**What to do:** Locate the line containing "Task: point out each instance of the illuminated window", then please write out that line and all the lines below it in the entries exactly.

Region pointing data
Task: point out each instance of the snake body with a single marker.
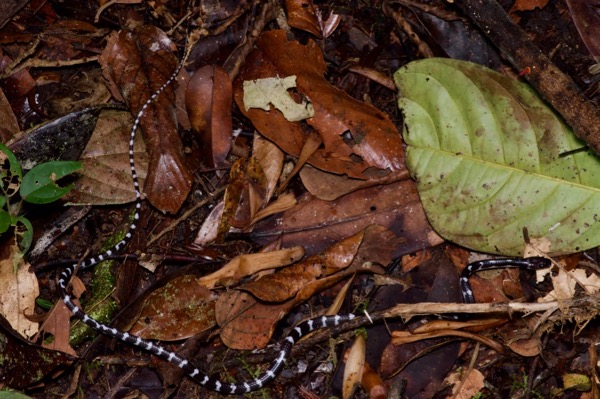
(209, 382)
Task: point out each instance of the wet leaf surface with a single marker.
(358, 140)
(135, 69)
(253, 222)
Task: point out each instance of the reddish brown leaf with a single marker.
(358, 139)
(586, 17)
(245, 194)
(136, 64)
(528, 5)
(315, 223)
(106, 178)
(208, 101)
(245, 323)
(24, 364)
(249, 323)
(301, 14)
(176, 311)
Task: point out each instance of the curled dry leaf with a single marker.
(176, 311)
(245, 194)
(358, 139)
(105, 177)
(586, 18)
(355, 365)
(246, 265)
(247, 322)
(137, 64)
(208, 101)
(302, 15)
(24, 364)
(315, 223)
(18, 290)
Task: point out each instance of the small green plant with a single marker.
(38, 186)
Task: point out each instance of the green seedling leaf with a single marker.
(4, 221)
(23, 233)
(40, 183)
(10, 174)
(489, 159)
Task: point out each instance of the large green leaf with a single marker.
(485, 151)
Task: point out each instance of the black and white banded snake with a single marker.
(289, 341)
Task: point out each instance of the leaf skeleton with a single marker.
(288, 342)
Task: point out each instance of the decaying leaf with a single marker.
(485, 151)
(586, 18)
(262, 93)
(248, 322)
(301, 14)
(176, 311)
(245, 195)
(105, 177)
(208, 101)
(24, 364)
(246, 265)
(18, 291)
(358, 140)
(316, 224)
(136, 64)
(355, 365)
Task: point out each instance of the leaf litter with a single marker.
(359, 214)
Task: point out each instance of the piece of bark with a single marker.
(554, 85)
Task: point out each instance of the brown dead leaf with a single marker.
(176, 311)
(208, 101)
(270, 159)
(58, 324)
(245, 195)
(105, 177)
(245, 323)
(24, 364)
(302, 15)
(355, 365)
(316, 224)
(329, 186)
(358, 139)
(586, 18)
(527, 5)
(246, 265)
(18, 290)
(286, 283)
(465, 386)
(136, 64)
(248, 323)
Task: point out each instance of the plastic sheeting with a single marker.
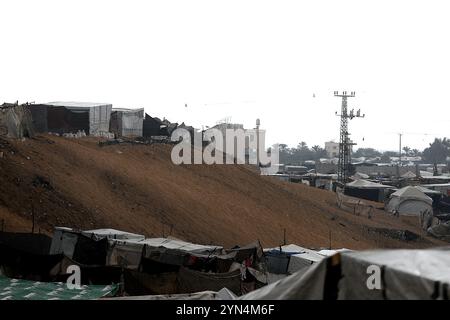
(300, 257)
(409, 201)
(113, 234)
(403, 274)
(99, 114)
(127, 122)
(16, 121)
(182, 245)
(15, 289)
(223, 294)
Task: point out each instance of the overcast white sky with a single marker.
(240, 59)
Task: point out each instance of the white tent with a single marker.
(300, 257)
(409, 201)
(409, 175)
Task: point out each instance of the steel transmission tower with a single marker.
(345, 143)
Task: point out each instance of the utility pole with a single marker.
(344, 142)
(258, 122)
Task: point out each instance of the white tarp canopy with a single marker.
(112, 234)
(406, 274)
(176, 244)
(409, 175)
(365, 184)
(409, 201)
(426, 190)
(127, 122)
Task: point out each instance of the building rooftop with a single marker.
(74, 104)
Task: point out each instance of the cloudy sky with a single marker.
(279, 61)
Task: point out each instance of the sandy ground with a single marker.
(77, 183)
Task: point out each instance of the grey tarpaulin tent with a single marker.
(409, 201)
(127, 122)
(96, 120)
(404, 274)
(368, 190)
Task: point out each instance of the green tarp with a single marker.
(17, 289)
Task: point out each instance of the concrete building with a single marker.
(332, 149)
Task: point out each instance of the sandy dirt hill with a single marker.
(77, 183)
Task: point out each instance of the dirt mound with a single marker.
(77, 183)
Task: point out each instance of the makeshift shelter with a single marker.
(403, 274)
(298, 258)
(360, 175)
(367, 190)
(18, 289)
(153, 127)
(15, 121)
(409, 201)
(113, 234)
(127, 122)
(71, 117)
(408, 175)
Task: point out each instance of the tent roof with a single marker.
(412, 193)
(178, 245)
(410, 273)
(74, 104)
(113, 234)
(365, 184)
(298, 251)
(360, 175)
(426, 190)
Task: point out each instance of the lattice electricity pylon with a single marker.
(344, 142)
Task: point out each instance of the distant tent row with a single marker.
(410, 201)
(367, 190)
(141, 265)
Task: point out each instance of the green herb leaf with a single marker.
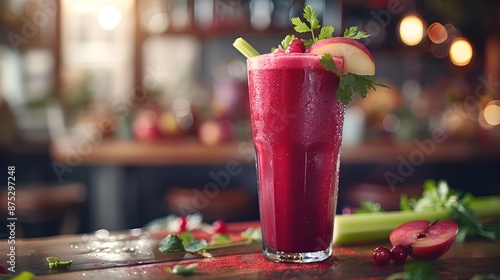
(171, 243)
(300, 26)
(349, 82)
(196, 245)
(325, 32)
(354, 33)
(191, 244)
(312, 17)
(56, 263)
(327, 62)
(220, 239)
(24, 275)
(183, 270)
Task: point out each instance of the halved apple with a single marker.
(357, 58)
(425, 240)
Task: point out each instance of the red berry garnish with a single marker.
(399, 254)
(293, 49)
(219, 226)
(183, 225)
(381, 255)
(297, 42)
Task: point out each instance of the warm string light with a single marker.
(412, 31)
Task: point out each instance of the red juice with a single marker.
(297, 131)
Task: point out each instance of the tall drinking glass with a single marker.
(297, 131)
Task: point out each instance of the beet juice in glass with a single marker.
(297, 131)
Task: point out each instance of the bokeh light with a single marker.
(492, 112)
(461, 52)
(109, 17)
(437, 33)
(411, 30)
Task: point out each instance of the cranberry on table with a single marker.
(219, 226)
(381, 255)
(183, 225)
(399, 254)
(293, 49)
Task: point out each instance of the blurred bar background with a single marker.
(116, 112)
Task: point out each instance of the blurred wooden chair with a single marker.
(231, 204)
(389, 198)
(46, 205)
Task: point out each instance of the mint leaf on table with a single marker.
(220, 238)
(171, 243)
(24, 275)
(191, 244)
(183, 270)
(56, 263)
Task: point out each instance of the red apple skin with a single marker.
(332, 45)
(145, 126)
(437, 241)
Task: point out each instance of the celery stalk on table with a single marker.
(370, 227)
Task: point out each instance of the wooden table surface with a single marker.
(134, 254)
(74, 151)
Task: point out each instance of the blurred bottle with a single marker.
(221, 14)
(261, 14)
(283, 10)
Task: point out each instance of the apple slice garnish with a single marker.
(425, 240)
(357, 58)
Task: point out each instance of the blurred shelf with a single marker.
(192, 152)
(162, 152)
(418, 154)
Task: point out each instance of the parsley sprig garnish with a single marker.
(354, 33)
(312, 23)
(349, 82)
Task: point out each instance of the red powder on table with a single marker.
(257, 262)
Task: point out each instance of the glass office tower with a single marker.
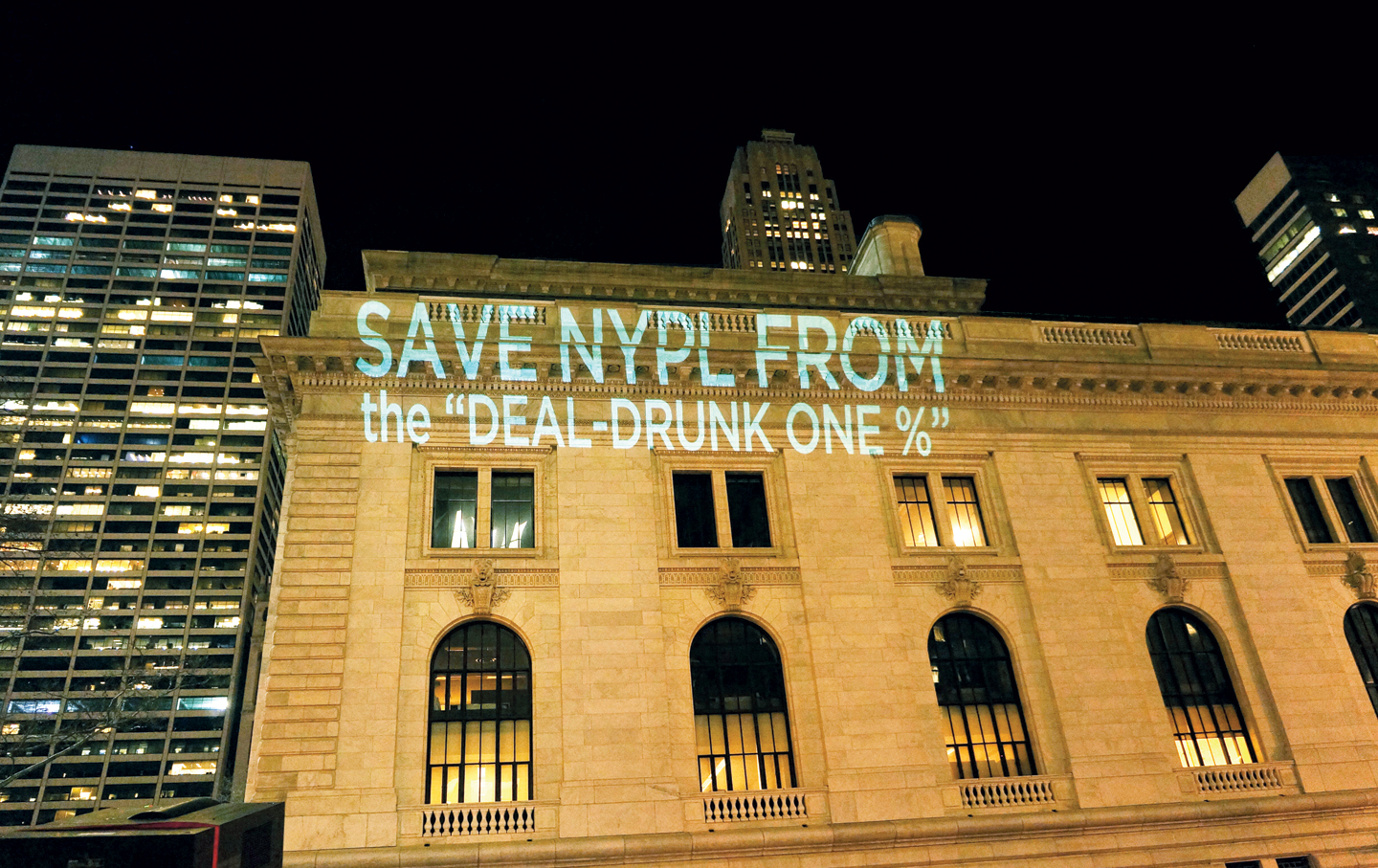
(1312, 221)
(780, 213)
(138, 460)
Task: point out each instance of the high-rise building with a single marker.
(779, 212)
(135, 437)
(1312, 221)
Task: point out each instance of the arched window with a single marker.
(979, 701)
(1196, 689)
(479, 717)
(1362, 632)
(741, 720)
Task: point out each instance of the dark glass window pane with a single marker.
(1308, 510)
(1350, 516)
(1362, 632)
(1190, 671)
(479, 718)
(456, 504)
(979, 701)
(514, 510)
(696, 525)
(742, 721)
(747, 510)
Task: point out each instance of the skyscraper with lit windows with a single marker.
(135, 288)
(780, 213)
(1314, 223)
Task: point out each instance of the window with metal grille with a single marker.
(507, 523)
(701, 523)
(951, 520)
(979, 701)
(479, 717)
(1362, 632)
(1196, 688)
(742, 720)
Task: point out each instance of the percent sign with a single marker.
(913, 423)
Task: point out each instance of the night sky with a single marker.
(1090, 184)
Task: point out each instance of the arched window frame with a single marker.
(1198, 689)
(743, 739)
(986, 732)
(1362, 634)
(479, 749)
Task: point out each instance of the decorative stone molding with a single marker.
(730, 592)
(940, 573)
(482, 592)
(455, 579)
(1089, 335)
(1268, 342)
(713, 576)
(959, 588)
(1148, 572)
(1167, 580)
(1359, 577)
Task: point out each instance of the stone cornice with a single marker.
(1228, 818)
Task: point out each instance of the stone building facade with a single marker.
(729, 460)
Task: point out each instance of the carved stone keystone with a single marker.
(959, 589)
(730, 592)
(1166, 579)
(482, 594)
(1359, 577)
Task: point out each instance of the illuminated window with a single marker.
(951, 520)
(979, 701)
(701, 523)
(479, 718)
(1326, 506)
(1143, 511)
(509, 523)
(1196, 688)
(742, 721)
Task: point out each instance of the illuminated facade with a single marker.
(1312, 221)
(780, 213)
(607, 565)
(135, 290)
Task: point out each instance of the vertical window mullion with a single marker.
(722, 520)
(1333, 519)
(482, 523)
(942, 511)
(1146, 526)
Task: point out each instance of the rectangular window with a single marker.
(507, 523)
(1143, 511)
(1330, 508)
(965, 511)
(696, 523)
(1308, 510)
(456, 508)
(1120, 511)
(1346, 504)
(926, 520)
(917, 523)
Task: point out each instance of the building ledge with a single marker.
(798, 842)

**Response:**
Task: point out each instance of the illuminated window with a single marker.
(951, 520)
(979, 701)
(701, 523)
(479, 718)
(1326, 506)
(1143, 511)
(509, 523)
(1196, 688)
(742, 721)
Task: point out each instance of the illuminated facade with a single marker.
(1312, 221)
(780, 213)
(607, 565)
(135, 290)
Task: point out each instance of the vertical window mullion with a single marker.
(722, 520)
(1333, 519)
(482, 523)
(942, 511)
(1146, 526)
Task: point out each instance of the rectangular window with a single marker.
(507, 523)
(1143, 511)
(1330, 508)
(965, 511)
(696, 523)
(1308, 510)
(456, 508)
(1120, 511)
(1346, 504)
(926, 520)
(917, 523)
Task: point out each instance of the building ledge with a single marker.
(798, 842)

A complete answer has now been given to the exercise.